Chemical mortars are so named because of their capability of firing not only high explosive, but also chemical, gas, incendiary and smoke marker shells. Chemical shells were on standby during World War II, to be used in retaliation should the enemy employ chemical weapons first.

These same mortars, using high-explosive shells, came to be acknowledged by U.S. Army commanders and personnel as being one of the most effective means of quickly striking at stationary targets, such as machine gun nests, prepared strongpoints, pillboxes and even German artillery positions. Other advantages chemical mortars offered compared to full-sized artillery pieces were their maneuverability, along with easy assembly, disassembly and reassembly. The mortars, due to their relatively small size, were able to fire high explosive shells from concealed positions, such as natural escarpments on hillsides, or from woods. The rifled barrel gave the mortar remarkable accuracy; fire was often called on targets within fifty yards of friendly positions. The low-velocity shells were totally silent in transit and gave no warning of their powerful explosions (the M2 mortar's M3 high explosive shell contained 3.64 kilograms of explosives, placing it midway between the 2.18 kilograms of the 105 mm howitzer M2A1's M1 shell and the 6.88 kilograms of the 155 mm howitzer M1's M102 shell), which tended to create panic among enemy forces who were unexpectedly subjected to their firepower. The mortar was called the "grass-cutter" by German troops because its high explosive shell exploded and fragmented just a few inches above ground level. The mortars often fired white phosphorus munitions (WP) shells to block enemy observation with smoke; white phosphorus also caused casualties and fires, being especially effective against dug-in troops because the burning particles arced upward and fell directly down into foxholes.

The development and capabilities of the chemical mortar

The 4.2 in (107 mm) chemical mortar was developed from the British World War I-era 4 inch (101.6 mm) Stokes mortar. The Stokes mortar could fire twenty shells per minute and had a range of 1,100 yards (1,006 m) and in this way was capable of overwhelming enemy trenches. The American-built M1 4.2 inch (107 mm) mortar, first introduced in 1924, had a rifled barrel and a range of 2,300 yards. By the 1930s, after modifying the bore, improving the two-legged support and the recoil mechanism, and producing barrels made of seamless nickel steel, the M1A1 model was capable of sending shells 2,400 yards (2,195 m) By 1942, after authorization had been sought and granted to use high-explosive shells, the new M2 model was produced with a stronger barrel.

*Source data:*

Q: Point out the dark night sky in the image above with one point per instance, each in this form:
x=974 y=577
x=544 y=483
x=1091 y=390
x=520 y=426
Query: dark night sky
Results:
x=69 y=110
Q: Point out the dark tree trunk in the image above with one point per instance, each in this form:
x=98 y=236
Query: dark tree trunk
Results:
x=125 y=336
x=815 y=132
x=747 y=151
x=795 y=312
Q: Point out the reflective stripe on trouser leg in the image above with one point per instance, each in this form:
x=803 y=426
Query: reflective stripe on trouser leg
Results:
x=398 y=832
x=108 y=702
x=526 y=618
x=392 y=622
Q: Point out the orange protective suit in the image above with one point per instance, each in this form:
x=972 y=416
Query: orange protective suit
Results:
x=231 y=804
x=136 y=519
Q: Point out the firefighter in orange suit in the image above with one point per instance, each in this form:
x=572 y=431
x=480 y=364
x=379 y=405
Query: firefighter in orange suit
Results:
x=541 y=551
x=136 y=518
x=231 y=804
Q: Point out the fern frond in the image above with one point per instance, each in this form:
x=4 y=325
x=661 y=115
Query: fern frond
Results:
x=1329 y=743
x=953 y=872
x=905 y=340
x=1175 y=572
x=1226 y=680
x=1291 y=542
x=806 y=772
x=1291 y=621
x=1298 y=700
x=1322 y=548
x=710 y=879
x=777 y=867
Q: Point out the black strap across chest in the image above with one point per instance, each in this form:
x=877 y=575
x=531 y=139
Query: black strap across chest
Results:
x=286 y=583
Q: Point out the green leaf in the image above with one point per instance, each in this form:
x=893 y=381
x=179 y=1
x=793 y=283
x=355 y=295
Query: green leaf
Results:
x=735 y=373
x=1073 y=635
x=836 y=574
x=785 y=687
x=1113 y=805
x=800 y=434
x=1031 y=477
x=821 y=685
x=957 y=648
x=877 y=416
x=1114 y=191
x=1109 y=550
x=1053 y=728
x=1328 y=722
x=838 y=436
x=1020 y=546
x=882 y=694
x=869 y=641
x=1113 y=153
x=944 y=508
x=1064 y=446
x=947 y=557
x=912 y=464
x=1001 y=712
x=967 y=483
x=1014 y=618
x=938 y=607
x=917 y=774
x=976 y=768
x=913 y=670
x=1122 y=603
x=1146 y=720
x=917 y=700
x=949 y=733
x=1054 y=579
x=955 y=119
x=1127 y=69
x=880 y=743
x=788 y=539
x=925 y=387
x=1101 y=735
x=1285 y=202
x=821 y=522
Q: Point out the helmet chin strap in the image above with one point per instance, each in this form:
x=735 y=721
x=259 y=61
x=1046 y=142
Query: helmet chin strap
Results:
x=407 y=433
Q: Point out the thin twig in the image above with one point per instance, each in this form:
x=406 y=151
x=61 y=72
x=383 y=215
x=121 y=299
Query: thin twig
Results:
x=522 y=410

*What you have to do:*
Repeat the passage of the chemical mortar text starting at "The 4.2 in (107" and ending at "a stronger barrel.". This material was taken from a separate source.

*Answer section:*
The 4.2 in (107 mm) chemical mortar was developed from the British World War I-era 4 inch (101.6 mm) Stokes mortar. The Stokes mortar could fire twenty shells per minute and had a range of 1,100 yards (1,006 m) and in this way was capable of overwhelming enemy trenches. The American-built M1 4.2 inch (107 mm) mortar, first introduced in 1924, had a rifled barrel and a range of 2,300 yards. By the 1930s, after modifying the bore, improving the two-legged support and the recoil mechanism, and producing barrels made of seamless nickel steel, the M1A1 model was capable of sending shells 2,400 yards (2,195 m) By 1942, after authorization had been sought and granted to use high-explosive shells, the new M2 model was produced with a stronger barrel.